=== Required work ===
Copy out all of the material, matching it word for word.

=== Records ===
****************

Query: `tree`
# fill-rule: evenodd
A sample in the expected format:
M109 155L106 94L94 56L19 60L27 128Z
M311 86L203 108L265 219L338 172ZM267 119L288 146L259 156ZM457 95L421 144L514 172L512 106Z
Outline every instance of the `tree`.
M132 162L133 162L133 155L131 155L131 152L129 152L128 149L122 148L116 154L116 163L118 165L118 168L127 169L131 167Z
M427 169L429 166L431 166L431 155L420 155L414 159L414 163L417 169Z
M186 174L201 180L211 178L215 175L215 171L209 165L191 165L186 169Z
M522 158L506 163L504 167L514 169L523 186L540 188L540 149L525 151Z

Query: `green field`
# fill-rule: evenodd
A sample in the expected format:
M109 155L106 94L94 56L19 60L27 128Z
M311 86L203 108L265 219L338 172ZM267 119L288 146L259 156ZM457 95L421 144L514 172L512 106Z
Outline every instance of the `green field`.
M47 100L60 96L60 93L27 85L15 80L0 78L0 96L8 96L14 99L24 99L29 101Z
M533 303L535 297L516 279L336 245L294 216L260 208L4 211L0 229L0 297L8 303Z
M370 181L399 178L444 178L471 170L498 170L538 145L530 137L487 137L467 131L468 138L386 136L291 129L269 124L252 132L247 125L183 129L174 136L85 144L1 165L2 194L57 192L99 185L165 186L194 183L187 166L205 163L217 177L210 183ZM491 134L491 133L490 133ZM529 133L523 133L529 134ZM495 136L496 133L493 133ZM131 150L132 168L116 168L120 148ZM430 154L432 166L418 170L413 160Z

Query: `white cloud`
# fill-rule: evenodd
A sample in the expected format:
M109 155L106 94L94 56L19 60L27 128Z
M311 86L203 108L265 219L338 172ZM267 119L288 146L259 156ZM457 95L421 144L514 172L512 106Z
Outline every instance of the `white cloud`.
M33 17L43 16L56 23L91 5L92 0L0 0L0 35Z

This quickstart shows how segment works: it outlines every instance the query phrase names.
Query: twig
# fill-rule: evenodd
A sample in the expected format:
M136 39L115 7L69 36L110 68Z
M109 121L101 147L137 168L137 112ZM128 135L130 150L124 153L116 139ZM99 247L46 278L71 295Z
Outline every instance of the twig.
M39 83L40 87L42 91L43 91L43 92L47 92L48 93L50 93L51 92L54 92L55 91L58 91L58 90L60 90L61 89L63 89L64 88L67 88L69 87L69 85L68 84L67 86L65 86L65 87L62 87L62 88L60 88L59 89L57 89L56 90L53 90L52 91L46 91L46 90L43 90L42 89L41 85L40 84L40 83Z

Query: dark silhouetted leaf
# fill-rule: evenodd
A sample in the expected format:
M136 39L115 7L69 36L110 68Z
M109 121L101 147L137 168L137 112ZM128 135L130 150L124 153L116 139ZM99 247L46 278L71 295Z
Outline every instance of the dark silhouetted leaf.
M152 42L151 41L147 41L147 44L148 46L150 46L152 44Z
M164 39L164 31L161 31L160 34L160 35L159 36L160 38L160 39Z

****************

=== Solution ===
Query: `tree`
# fill-rule: evenodd
A sample in the expected format:
M109 155L106 94L94 56L19 60L27 128Z
M311 86L203 108L265 219L338 172ZM267 119L288 146L259 156ZM457 95L421 144L514 172L512 106Z
Outline every instance of the `tree`.
M132 162L133 162L133 155L131 155L131 152L129 152L128 149L122 148L116 154L116 163L118 165L118 168L127 169L131 167Z
M427 169L429 166L431 166L431 155L420 155L414 159L414 163L417 169Z
M186 174L201 180L211 178L215 175L215 171L209 165L191 165L186 169Z
M522 158L506 163L504 167L514 169L523 186L540 188L540 149L525 151Z

Query: `green field`
# fill-rule: evenodd
A sample in the expected format:
M109 155L106 94L94 56L19 60L27 128Z
M311 86L203 108L265 219L338 172ZM267 119L288 146L259 156ZM457 95L421 144L514 172L512 106Z
Outline every instance of the `green field`.
M47 100L60 96L60 93L27 85L15 80L0 78L0 96L8 96L14 99L24 99L29 101Z
M533 303L535 297L516 279L336 245L294 216L260 208L4 211L0 229L0 297L8 303Z
M370 181L399 178L444 178L471 170L498 170L538 145L530 137L487 137L467 131L468 138L386 136L291 129L269 124L252 132L247 125L183 129L174 136L85 144L1 165L2 194L57 192L99 185L165 186L194 183L187 166L205 163L217 177L210 183ZM491 134L491 133L490 133ZM529 133L523 133L529 134ZM495 136L496 133L493 133ZM131 150L132 168L116 168L120 148ZM430 154L432 166L418 170L413 160Z

Query: `white cloud`
# fill-rule: evenodd
A sample in the expected format:
M109 155L106 94L94 56L19 60L27 128Z
M311 86L203 108L265 219L338 172ZM267 119L288 146L259 156ZM457 95L421 144L514 172L512 106Z
Outline every instance of the `white cloud`.
M33 17L43 16L56 23L91 5L92 0L0 0L0 35Z

This quickstart shows how segment works: it outlines every instance the query phrase names.
Query: twig
# fill-rule: evenodd
A sample in the expected format:
M136 39L115 7L69 36L110 68Z
M109 121L101 147L137 168L137 112ZM128 135L130 150L124 153L116 139ZM99 247L46 278L71 295Z
Outline every instance of the twig.
M39 83L40 87L42 91L43 91L43 92L47 92L48 93L50 93L51 92L54 92L55 91L58 91L58 90L60 90L61 89L63 89L64 88L67 88L69 87L69 85L68 84L67 86L65 86L65 87L62 87L62 88L60 88L59 89L57 89L56 90L53 90L52 91L46 91L46 90L43 90L42 89L41 85L40 84L40 83Z

Query: dark silhouetted leaf
# fill-rule: evenodd
A sample in the expected format:
M136 39L115 7L69 36L110 68Z
M109 121L101 147L137 168L137 112ZM128 135L130 150L124 153L116 139ZM99 247L46 278L71 295Z
Outline every instance of the dark silhouetted leaf.
M152 42L151 41L147 41L147 44L148 46L150 46L152 44Z
M164 39L164 31L161 31L160 34L160 35L159 36L160 38L160 39Z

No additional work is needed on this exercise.